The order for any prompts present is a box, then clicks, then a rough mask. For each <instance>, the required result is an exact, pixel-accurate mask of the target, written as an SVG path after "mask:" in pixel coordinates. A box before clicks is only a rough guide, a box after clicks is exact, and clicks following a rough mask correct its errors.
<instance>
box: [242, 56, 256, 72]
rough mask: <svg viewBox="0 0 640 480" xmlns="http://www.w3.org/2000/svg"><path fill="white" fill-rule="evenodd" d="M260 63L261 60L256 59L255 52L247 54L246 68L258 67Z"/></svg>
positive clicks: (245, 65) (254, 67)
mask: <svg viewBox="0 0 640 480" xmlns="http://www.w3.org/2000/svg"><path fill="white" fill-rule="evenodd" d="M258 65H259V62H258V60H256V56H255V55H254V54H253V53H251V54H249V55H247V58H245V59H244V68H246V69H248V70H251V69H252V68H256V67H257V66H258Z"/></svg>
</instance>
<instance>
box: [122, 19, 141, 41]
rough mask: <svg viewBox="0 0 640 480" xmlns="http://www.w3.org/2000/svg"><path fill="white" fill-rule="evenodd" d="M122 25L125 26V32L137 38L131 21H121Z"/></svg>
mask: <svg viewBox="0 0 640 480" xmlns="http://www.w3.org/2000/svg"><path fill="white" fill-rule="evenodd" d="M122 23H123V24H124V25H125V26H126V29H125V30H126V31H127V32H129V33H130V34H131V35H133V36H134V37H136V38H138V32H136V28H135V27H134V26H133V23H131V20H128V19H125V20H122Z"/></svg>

____________

**Assigned task:** Set the records down again in full, exactly as they read.

**Written answer:**
The order for any prompts present is a box, then clicks, then a rough mask. For each <instance>, the required result is an exact, pixel-accurate mask of the target, written as an SVG path after "mask:" in pixel coordinates. A box before clicks is only a rough guide, a box after clicks is exact, and clicks following a rough mask correct its errors.
<instance>
box: [242, 56, 256, 72]
rough mask: <svg viewBox="0 0 640 480" xmlns="http://www.w3.org/2000/svg"><path fill="white" fill-rule="evenodd" d="M260 63L261 60L256 59L255 52L247 54L246 68L258 67Z"/></svg>
positive clicks: (245, 65) (254, 67)
mask: <svg viewBox="0 0 640 480" xmlns="http://www.w3.org/2000/svg"><path fill="white" fill-rule="evenodd" d="M258 65H259V62H258V60H256V56H255V55H254V54H253V53H251V54H249V55H247V58H245V59H244V68H246V69H248V70H251V69H252V68H256V67H257V66H258Z"/></svg>
</instance>
<instance>
box: [122, 19, 141, 41]
rough mask: <svg viewBox="0 0 640 480" xmlns="http://www.w3.org/2000/svg"><path fill="white" fill-rule="evenodd" d="M122 25L125 26V32L137 38L131 21H121Z"/></svg>
mask: <svg viewBox="0 0 640 480" xmlns="http://www.w3.org/2000/svg"><path fill="white" fill-rule="evenodd" d="M122 23H123V24H124V25H125V26H126V29H125V30H126V31H127V32H129V33H130V34H131V35H133V36H134V37H136V38H138V32H136V28H135V27H134V26H133V23H131V20H128V19H125V20H122Z"/></svg>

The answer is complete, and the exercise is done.